Extract every line below, verbatim.

--- start of WORKING DATA ---

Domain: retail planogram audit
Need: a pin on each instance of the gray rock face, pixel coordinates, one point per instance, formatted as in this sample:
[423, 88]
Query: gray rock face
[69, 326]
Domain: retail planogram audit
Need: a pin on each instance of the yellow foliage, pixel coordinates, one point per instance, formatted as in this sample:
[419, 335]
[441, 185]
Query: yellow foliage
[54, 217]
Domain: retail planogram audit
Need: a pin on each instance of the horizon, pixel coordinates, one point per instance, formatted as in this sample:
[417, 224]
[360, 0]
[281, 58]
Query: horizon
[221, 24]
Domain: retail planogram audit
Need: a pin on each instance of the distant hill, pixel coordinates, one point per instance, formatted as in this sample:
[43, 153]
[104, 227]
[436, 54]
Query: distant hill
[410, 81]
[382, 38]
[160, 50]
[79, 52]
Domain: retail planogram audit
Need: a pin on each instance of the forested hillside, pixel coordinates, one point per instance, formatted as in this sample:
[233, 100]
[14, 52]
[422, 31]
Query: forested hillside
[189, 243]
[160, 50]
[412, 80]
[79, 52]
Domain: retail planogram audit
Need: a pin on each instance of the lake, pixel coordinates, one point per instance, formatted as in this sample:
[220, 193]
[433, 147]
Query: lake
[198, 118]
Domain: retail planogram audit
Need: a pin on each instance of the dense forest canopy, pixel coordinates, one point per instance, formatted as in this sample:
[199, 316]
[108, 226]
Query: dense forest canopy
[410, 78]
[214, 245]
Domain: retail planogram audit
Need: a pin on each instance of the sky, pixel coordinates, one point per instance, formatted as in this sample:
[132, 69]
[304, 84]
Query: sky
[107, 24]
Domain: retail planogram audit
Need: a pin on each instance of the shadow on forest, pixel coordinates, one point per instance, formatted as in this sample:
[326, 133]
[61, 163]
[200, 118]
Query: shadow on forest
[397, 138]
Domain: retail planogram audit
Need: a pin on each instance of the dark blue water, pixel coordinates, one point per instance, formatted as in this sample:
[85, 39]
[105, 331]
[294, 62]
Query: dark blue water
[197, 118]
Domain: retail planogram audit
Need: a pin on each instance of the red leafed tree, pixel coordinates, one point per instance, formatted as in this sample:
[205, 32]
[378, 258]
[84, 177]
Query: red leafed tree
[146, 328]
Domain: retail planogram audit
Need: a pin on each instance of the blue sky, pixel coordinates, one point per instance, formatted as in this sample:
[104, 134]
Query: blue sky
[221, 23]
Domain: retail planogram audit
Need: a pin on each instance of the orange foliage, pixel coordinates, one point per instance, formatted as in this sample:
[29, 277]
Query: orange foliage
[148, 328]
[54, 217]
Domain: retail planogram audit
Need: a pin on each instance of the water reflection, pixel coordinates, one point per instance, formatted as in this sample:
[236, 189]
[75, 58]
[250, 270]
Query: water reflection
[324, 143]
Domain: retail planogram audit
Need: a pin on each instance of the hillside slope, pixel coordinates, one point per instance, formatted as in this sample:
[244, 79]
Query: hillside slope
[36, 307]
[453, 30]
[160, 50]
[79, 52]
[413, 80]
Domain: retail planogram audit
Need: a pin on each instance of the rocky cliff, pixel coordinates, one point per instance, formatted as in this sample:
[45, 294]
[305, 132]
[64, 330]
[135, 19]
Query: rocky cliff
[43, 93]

--- end of WORKING DATA ---

SOLVED PROBLEM |
Domain: retail planogram audit
Need: a pin on each instance of the gray rock face, pixel coordinates, one point per instance, formatted as in this sample:
[423, 88]
Query: gray rock face
[69, 326]
Domain: retail planogram audit
Need: a pin on each instance of the yellow foliage, pixel coordinates, one point per instance, formatted as in this sample:
[419, 335]
[441, 185]
Query: yellow foliage
[54, 217]
Domain: retail planogram audit
Need: a pin on each instance of the horizon, pixel coordinates, one point per instance, formatted as in this sample:
[417, 224]
[360, 0]
[281, 58]
Query: horizon
[221, 24]
Domain: retail planogram audit
Need: a pin on each instance of the distant hill, pixel coordinates, one point per instance, formatted as in this sample:
[43, 153]
[104, 227]
[436, 54]
Query: distant hill
[410, 81]
[382, 38]
[160, 50]
[79, 52]
Domain: retail planogram audit
Need: a pin on each instance of the forested hillside, pixel coordinates, one point per instance, formatted as in this sample:
[233, 100]
[14, 52]
[422, 31]
Query: forested hillside
[189, 243]
[160, 50]
[412, 80]
[79, 52]
Domain: retail planogram audit
Need: a pin on each instance of the lake, pixel coordinates, one point per instance, formatted as in this sample:
[220, 193]
[433, 147]
Query: lake
[198, 118]
Domain: retail planogram audit
Need: a pin on each instance of the dense forest canopy, pixel coordinates, one point per instance, formatted as in this sample:
[199, 316]
[108, 226]
Query: dense forest canopy
[410, 78]
[214, 245]
Domain: retail planogram audit
Need: a pin on each instance of the sky, pixel coordinates, one point per instance, formatted as in this sample:
[132, 69]
[304, 84]
Query: sky
[107, 24]
Domain: retail planogram audit
Need: a pin on each instance of the shadow on forest, pixel coordinates, one point per instance, formatted as in this sample:
[326, 133]
[61, 163]
[200, 118]
Query: shadow on forest
[397, 138]
Domain: retail planogram audit
Need: a pin on each instance of the dark blue water, pixel coordinates, one point per instance, formatted as in this sample:
[85, 39]
[105, 331]
[294, 62]
Query: dark blue water
[197, 118]
Domain: retail planogram audit
Need: a pin on each instance of the red leafed tree, pixel coordinates, one point per instance, formatted as in this sample:
[205, 32]
[378, 258]
[84, 177]
Query: red leafed tree
[146, 328]
Domain: retail planogram audit
Need: a pin on each instance of the blue sky, pixel coordinates, one point per instance, formatted as in this sample:
[104, 134]
Query: blue sky
[221, 23]
Domain: retail planogram audit
Need: a pin on each instance of the orange foliage, pixel coordinates, one point per instance, formatted as in this sample:
[29, 277]
Query: orange foliage
[148, 328]
[54, 217]
Domain: retail planogram audit
Need: a pin on each instance of the water reflection, pixel coordinates, one point per instance, formatted as in this sample:
[236, 189]
[75, 58]
[250, 270]
Query: water reflection
[324, 143]
Domain: retail planogram audit
Need: a pin on each instance of the hillside slope, pixel coordinates, one point per instance, formatted as in this sample:
[244, 79]
Query: hillside slope
[36, 307]
[453, 30]
[160, 50]
[79, 52]
[413, 80]
Domain: retail planogram audit
Need: a pin on each instance of the rocky cliff, pixel coordinates, one point per instance, formatted as in this sample:
[45, 294]
[305, 132]
[64, 330]
[135, 19]
Query: rocky cliff
[43, 93]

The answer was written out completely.